:: Recorded data

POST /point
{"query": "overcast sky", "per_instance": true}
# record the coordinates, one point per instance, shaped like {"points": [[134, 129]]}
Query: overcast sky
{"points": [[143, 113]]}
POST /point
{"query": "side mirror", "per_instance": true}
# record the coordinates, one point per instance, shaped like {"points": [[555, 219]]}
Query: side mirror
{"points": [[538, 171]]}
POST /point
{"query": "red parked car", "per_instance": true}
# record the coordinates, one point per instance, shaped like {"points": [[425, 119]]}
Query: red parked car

::::

→ **What the task asks**:
Report every line of the records above that contains the string "parked".

→ **The completed task**:
{"query": "red parked car", "per_instance": true}
Query: red parked car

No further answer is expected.